> AIM OF THE TASK
Convert the data from its first line through the line containing "257 176 L 249" into a JSON list of strings, one string per line, with blank lines omitted. Leave the pictures out of the list.

> MATERIAL SHOWN

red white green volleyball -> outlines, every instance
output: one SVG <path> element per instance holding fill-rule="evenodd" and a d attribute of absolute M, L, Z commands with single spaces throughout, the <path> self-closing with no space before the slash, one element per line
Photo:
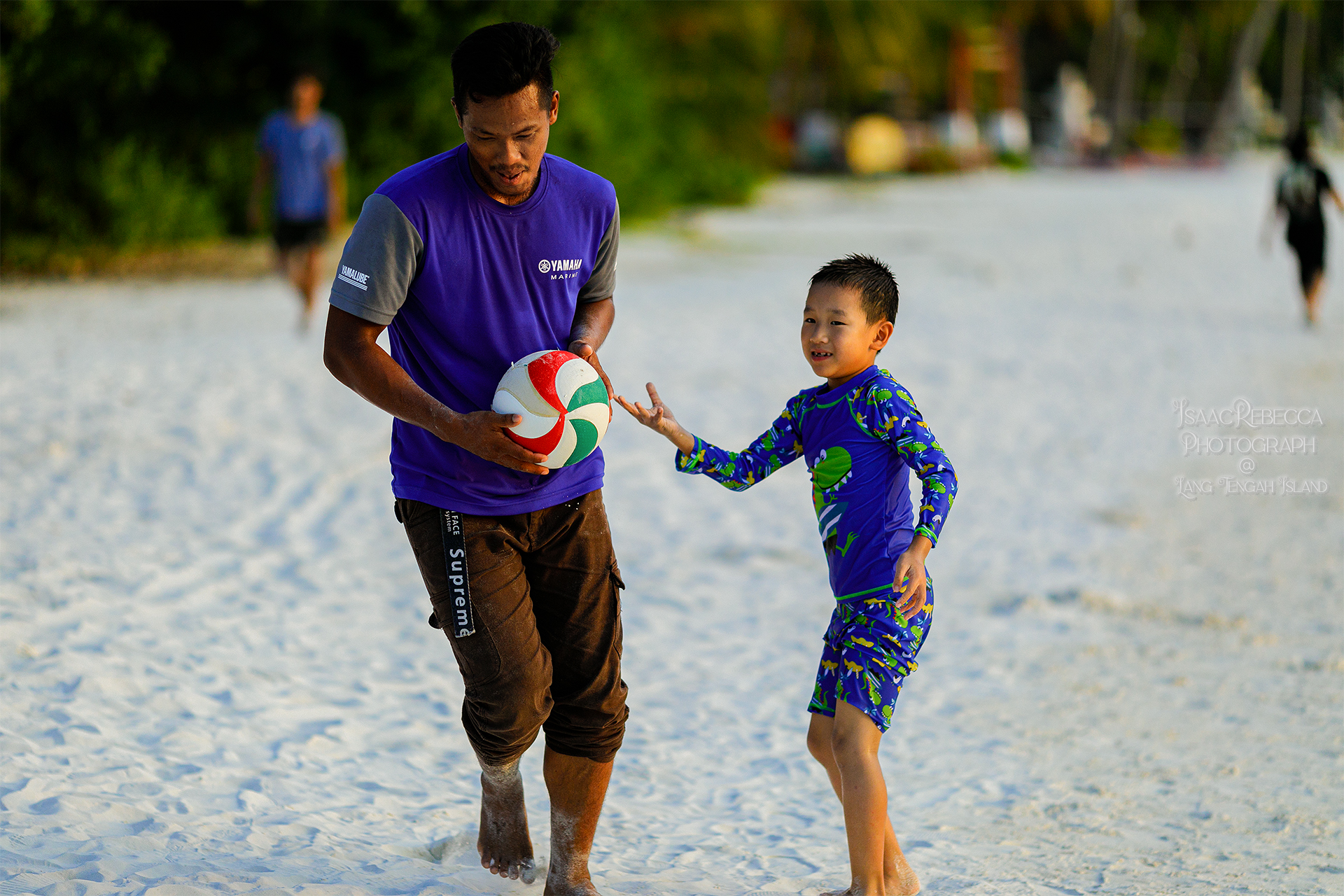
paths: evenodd
<path fill-rule="evenodd" d="M 521 416 L 508 437 L 544 454 L 542 466 L 552 470 L 591 454 L 612 422 L 602 377 L 578 355 L 558 349 L 515 361 L 500 379 L 491 408 Z"/>

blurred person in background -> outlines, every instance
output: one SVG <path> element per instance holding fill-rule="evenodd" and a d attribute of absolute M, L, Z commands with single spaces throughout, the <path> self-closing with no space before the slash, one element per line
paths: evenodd
<path fill-rule="evenodd" d="M 1314 326 L 1325 283 L 1325 215 L 1321 203 L 1328 195 L 1335 207 L 1344 212 L 1344 201 L 1335 192 L 1331 176 L 1312 159 L 1312 145 L 1305 130 L 1298 130 L 1284 141 L 1289 164 L 1274 187 L 1270 220 L 1262 232 L 1269 247 L 1269 224 L 1288 218 L 1288 244 L 1297 254 L 1297 274 L 1306 302 L 1306 325 Z"/>
<path fill-rule="evenodd" d="M 257 176 L 249 219 L 262 223 L 262 196 L 274 184 L 276 266 L 302 302 L 306 330 L 317 292 L 317 257 L 327 236 L 345 220 L 345 129 L 319 109 L 323 85 L 301 73 L 289 90 L 289 109 L 273 111 L 257 136 Z"/>

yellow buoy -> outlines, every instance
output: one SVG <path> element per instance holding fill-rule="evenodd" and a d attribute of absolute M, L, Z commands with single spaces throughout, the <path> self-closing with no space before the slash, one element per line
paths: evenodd
<path fill-rule="evenodd" d="M 849 171 L 860 176 L 900 171 L 907 150 L 906 132 L 887 116 L 863 116 L 849 126 L 844 140 Z"/>

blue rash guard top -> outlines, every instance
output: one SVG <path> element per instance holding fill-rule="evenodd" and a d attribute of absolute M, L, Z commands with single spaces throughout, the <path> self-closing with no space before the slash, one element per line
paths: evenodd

> WRITTEN ANSWER
[
  "red white green volleyball -> outlines, every instance",
  "output: one SVG <path> element per instance holding fill-rule=\"evenodd\" and a d attribute of absolute M, L, Z commands with single spaces throughout, the <path> self-closing with no space before the slash, one element per line",
  "Photo:",
  "paths: evenodd",
  "<path fill-rule=\"evenodd\" d=\"M 521 416 L 508 437 L 544 454 L 542 466 L 552 470 L 591 454 L 612 422 L 602 377 L 578 355 L 558 349 L 515 361 L 500 379 L 491 408 Z\"/>",
  "blurred person in background -> outlines, every instance",
  "output: one SVG <path> element per instance holding fill-rule=\"evenodd\" and a d attribute of absolute M, L, Z commands with single spaces throughout, the <path> self-closing with no space before the slash, one element per line",
  "paths: evenodd",
  "<path fill-rule=\"evenodd\" d=\"M 1314 326 L 1325 283 L 1325 215 L 1321 203 L 1328 195 L 1335 207 L 1344 212 L 1344 201 L 1335 192 L 1331 176 L 1312 159 L 1312 145 L 1305 130 L 1298 130 L 1284 141 L 1289 164 L 1274 187 L 1270 220 L 1262 232 L 1269 247 L 1269 224 L 1288 218 L 1288 244 L 1297 254 L 1297 274 L 1306 302 L 1306 325 Z\"/>",
  "<path fill-rule=\"evenodd\" d=\"M 257 176 L 249 219 L 262 223 L 262 196 L 274 184 L 276 266 L 302 302 L 306 330 L 317 292 L 317 257 L 327 236 L 345 220 L 345 129 L 319 109 L 323 85 L 301 73 L 289 90 L 289 109 L 273 111 L 257 136 Z\"/>"
]